[WHAT YOU HAVE TO DO]: Only the pictures should be dropped; copy the rest of the entries exactly.

[INPUT RECORDS]:
'''

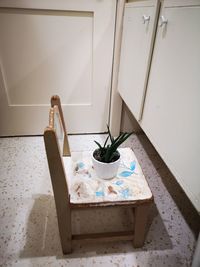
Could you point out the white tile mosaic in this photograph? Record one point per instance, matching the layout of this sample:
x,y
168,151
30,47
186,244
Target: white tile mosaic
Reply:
x,y
28,225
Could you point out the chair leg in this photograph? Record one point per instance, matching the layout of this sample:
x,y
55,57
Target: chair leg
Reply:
x,y
140,222
65,232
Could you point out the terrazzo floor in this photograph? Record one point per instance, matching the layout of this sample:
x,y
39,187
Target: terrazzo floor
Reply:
x,y
28,225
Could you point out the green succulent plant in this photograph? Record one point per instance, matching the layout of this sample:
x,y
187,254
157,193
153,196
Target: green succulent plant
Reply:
x,y
108,152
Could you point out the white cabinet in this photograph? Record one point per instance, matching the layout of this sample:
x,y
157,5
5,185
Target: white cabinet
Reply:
x,y
138,32
171,116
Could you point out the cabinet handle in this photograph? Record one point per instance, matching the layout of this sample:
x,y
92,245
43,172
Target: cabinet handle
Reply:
x,y
163,21
145,18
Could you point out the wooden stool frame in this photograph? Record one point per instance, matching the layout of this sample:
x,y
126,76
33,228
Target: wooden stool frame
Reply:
x,y
62,197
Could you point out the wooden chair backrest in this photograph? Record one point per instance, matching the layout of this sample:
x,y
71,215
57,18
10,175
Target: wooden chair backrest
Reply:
x,y
55,101
54,139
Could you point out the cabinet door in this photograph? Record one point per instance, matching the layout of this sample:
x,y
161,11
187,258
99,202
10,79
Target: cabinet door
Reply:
x,y
138,29
171,115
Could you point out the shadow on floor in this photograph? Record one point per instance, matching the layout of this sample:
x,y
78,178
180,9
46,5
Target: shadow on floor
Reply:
x,y
184,204
43,235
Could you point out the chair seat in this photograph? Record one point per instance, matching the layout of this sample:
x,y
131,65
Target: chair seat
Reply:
x,y
85,186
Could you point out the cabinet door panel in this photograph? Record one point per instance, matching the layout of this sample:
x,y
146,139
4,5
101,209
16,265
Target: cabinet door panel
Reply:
x,y
138,29
171,115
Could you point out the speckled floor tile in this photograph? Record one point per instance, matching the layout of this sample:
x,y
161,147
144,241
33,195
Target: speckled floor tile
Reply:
x,y
28,225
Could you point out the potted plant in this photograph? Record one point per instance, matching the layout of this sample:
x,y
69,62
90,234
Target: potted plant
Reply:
x,y
106,158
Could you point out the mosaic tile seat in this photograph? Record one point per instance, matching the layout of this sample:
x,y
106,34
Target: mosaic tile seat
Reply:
x,y
76,185
86,187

'''

[RESULT BELOW]:
Could you point out the white tile mosaic in this photograph? Record one point per instance, matching the layout of this sample:
x,y
168,151
30,47
186,244
Target: white tile mosaic
Reply:
x,y
28,225
Could you point out the chair leg in this photograph? Record one point per instance, matching the layout of this sample:
x,y
55,57
Target: chair leg
Reply:
x,y
140,222
65,232
Could you point out the terrazzo floor in this photograph? Record one point per instance, matching the layout of this sample:
x,y
39,187
Target: terrazzo floor
Reply:
x,y
28,225
Could you point out the green succulent plant in this photograph? Record one point per instance, matching the layout of this sample:
x,y
187,254
157,193
153,196
Target: green succulent plant
Reply:
x,y
108,152
Could you point out the white cabinet in this photograph? Record one point per instance, matching the layout of this sample:
x,y
157,5
5,185
Target: white cabinet
Reply:
x,y
138,32
171,116
Could you point out the cabinet handle in this photograph? Record one point per instance, matching the layout of this sample:
x,y
92,245
43,172
Target: cabinet handle
Reply:
x,y
163,21
145,18
Could you point out the wooden stool frame in this photograph? Record one point per instance, matching the layout of this sample:
x,y
126,76
33,228
Target: wooden stool frame
Reply:
x,y
62,197
Could you point out the wooden chair backrest in this photograph? Record one point per instance, matching the layout of this sample:
x,y
71,215
57,18
10,175
Target: wooden chair backrest
Reply:
x,y
55,101
54,139
Could you point out the cabinet door in this photograph? Record one point per instance, matching the layout of this sample:
x,y
161,11
187,258
99,202
10,79
Target: cabinet door
Reply:
x,y
138,29
171,115
Could you point out the shadow on floor in this photograph? Record one point per instance, matching the layout of this sample:
x,y
78,178
180,9
46,5
Target: shadow on floor
Reply:
x,y
184,204
43,235
Could you point out the chair seat in this photograph? Record one point per instance, matching the layout of this sample:
x,y
131,65
Target: chair seat
Reply:
x,y
85,186
Could you point out the cabinet door panel in this photograph? Record one point per instance, matching the layout of this sample:
x,y
146,139
4,5
101,209
16,265
Target: cabinet door panel
Reply:
x,y
138,29
171,115
Could you point out the speckled floor tile in this photograph? Record one point per instance, matching the layout of this sample:
x,y
161,147
144,241
33,195
Target: speckled floor tile
Reply:
x,y
28,225
Could you point out the potted plant in this photograph? Record one point per instance, matching the layout of this sample:
x,y
69,62
90,234
Target: potted plant
Reply:
x,y
106,158
Could you point out the mosaic tile seat in this photograph? Record one point per instance, matching the layout of this sample:
x,y
106,34
Target: mosaic tile seat
Reply:
x,y
76,185
86,187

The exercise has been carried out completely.